═════ Records shown

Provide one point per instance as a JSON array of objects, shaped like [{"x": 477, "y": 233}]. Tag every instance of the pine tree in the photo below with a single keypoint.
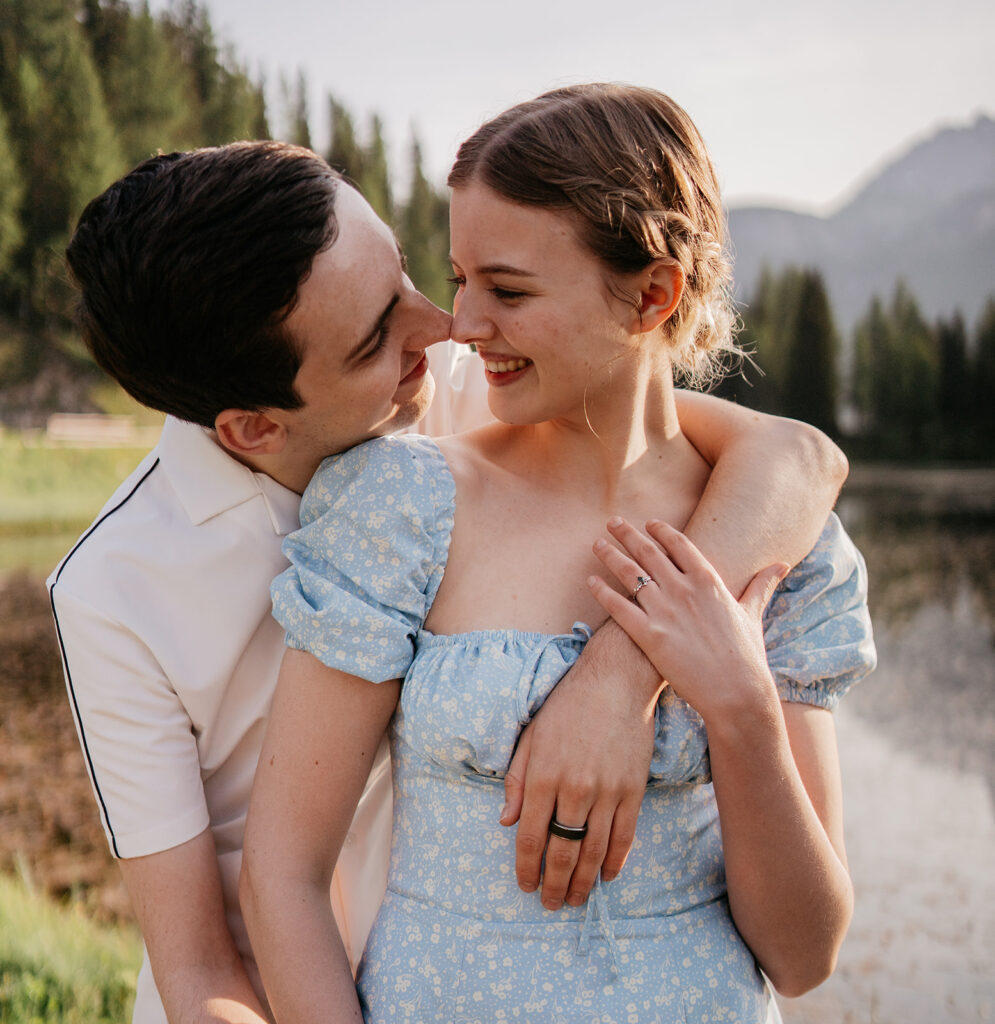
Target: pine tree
[
  {"x": 11, "y": 196},
  {"x": 375, "y": 178},
  {"x": 231, "y": 107},
  {"x": 983, "y": 380},
  {"x": 424, "y": 230},
  {"x": 295, "y": 104},
  {"x": 954, "y": 385},
  {"x": 811, "y": 388},
  {"x": 150, "y": 92},
  {"x": 871, "y": 376},
  {"x": 63, "y": 141},
  {"x": 345, "y": 154}
]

══════════

• [What the task requires]
Excluding the pictures, transcribe all of the entries exactly.

• [Completed exercise]
Provide one point per instance as a JSON array of objects, shaped like [{"x": 477, "y": 233}]. Tag every instance of the pine tree in the photo below with a single keypoint.
Target: pine tree
[
  {"x": 11, "y": 196},
  {"x": 375, "y": 178},
  {"x": 231, "y": 107},
  {"x": 983, "y": 380},
  {"x": 424, "y": 230},
  {"x": 295, "y": 104},
  {"x": 954, "y": 385},
  {"x": 811, "y": 388},
  {"x": 150, "y": 92},
  {"x": 871, "y": 376},
  {"x": 63, "y": 141},
  {"x": 345, "y": 154}
]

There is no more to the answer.